Source excerpt:

● ● ●

Metadata-Version: 2.1
Name: light-famd
Version: 0.0.3
Summary: Light Factor Analysis of Mixed Data
Home-page: https://github.com/Cauchemare/Light_FAMD
Author: telescopes
Author-email: luyaoli88@gmail.com
License: UNKNOWN
Description: 
        # Light_FAMD
        
        `Light_FAMD` is a library for prcessing [factor analysis of mixed data](https://www.wikiwand.com/en/Factor_analysis). This includes a variety of methods including [principal component analysis (PCA)](https://www.wikiwand.com/en/Principal_component_analysis) and [multiply correspondence analysis (MCA)](https://www.researchgate.net/publication/239542271_Multiple_Correspondence_Analysis). The goal is to provide an efficient and light implementation for each algorithm along with a scikit-learn API.
        
        ## Table of contents
        
        - [Usage](##Usage)
          - [Guidelines](###Guidelines)
          - [Principal component analysis (PCA)](#principal-component-analysis-pca)
          - [Correspondence analysis (CA)](#correspondence-analysis-ca)
          - [Multiple correspondence analysis (MCA)](#multiple-correspondence-analysis-mca)

● ● ●

The problem:
From the Light_FAMD package page, list every entry under its "Table of contents" heading.

● ● ●

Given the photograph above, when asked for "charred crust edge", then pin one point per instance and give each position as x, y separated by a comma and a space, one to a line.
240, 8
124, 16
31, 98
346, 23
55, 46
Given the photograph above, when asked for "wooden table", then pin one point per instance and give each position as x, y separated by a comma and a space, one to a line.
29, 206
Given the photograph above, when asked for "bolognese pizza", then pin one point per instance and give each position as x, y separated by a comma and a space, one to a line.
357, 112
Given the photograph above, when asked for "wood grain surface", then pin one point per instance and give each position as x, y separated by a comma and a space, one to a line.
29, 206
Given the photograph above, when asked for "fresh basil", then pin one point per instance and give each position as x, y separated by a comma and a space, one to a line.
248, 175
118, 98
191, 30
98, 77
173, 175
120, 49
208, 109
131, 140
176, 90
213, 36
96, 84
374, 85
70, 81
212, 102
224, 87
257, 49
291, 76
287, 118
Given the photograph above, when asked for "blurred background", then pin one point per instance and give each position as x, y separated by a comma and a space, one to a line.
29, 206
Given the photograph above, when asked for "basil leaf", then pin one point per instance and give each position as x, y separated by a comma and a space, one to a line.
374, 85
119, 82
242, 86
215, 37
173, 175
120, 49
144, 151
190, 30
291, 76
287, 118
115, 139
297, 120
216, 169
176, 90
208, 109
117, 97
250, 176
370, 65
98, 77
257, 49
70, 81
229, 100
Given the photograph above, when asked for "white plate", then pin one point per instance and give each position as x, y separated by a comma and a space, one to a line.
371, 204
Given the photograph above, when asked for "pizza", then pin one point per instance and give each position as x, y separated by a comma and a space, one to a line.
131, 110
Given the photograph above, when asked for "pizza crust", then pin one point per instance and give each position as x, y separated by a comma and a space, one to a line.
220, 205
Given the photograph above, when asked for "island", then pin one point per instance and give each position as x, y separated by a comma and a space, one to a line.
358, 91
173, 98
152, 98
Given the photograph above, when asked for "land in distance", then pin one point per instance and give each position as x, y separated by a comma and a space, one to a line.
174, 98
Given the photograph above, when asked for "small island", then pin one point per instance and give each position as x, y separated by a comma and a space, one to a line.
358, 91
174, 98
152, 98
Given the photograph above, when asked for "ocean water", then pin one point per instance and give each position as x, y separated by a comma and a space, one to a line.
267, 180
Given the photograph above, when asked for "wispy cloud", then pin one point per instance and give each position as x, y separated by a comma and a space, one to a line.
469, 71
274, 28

● ● ●

The response:
- Usage
- Guidelines
- Principal component analysis (PCA)
- Correspondence analysis (CA)
- Multiple correspondence analysis (MCA)